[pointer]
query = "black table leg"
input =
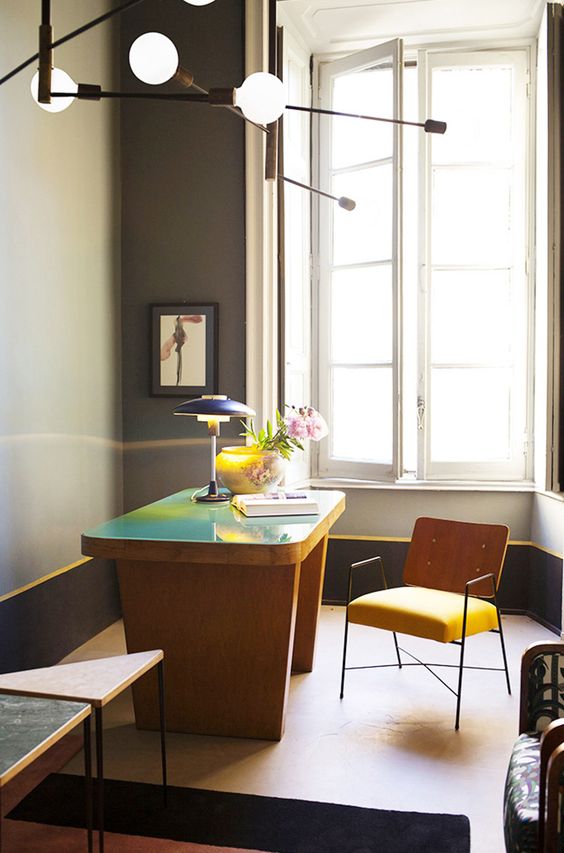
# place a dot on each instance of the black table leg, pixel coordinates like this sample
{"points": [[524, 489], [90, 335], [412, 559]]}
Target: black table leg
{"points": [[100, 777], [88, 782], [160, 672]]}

____

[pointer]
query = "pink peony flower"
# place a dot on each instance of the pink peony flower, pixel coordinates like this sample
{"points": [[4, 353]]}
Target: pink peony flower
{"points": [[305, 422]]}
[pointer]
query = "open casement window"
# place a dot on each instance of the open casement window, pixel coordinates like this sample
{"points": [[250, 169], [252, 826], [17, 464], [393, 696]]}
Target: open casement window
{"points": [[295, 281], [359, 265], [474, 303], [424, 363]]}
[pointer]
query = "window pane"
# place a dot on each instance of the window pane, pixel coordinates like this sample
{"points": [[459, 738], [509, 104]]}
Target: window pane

____

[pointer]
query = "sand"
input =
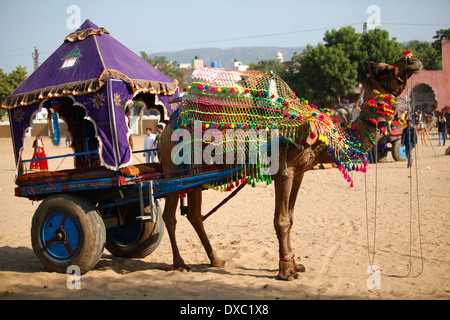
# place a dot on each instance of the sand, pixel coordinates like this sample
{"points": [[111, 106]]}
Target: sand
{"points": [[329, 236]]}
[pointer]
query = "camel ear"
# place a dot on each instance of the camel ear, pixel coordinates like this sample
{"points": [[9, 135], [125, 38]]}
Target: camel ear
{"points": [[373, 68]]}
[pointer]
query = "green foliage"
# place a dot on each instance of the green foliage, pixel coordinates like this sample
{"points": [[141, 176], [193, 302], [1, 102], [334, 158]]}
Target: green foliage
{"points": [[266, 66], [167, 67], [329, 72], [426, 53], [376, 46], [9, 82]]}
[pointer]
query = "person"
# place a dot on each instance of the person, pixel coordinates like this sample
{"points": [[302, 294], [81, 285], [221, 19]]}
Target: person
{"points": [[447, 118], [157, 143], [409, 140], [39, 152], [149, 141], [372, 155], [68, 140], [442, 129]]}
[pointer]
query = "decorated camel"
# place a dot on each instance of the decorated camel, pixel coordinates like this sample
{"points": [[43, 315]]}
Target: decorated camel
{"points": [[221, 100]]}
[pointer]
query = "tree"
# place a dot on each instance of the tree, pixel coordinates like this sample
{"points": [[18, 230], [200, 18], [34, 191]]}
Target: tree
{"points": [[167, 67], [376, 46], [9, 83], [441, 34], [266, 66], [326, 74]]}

____

## About this task
Using the records above, say how many lines include the string "query". Only the number is wanted.

## Reply to the exercise
10